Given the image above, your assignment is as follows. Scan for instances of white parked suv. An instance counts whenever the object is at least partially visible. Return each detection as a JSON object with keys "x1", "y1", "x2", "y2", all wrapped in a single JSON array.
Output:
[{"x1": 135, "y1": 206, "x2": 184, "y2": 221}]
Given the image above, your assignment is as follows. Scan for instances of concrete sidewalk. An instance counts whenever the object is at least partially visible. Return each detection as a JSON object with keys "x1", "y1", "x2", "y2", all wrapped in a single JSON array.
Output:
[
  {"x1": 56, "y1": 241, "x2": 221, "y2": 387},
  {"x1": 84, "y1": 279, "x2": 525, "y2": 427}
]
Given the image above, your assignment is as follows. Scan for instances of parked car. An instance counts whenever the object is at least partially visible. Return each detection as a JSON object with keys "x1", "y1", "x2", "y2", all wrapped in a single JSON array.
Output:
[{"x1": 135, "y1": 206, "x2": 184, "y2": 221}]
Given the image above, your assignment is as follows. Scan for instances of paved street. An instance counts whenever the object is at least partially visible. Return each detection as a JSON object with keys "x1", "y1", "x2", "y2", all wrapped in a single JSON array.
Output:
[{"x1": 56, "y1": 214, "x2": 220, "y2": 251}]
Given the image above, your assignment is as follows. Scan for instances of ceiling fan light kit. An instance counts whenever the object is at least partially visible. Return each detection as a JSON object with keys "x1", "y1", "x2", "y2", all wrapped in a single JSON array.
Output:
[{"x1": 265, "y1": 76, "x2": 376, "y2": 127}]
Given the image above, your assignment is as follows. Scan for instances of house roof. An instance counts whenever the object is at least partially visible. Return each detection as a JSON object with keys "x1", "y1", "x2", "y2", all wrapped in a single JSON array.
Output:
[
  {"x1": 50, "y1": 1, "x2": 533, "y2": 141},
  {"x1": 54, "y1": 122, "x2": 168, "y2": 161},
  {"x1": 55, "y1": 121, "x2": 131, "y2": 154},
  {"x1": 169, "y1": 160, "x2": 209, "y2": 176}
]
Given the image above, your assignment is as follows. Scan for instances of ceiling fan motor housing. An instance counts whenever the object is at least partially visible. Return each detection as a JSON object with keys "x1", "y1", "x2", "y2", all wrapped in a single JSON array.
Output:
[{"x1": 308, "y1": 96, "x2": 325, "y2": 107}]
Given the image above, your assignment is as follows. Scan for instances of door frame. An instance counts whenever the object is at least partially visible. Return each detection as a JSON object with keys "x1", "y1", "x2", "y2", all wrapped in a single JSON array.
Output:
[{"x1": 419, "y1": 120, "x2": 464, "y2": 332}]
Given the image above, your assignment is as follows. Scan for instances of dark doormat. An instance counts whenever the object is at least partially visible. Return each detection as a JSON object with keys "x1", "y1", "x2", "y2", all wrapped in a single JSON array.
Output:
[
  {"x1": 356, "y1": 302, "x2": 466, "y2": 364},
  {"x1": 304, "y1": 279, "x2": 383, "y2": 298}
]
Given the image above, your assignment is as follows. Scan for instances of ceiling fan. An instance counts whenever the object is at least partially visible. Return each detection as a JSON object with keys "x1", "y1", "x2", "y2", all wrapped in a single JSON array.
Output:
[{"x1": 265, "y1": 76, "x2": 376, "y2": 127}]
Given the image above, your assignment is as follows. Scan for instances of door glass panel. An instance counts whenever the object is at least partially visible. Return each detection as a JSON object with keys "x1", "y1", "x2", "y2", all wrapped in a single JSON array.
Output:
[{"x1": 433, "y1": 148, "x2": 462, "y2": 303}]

Goal of the exercise: Search the data above for the string "parked" and report each line that holds it.

Written solution:
Given the image above, your assignment is as follows. Scan for instances of white parked suv. An instance counts whenever the object is at least partially visible. Return each detection as a JSON object with keys "x1", "y1", "x2", "y2", all wrapped in a single JSON array.
Given the image above, your assignment is as follows. Scan for instances of parked car. An instance counts whenever the object is at least partially visible. Return each detection as a JSON object with keys "x1", "y1", "x2", "y2", all wrapped in a single JSON array.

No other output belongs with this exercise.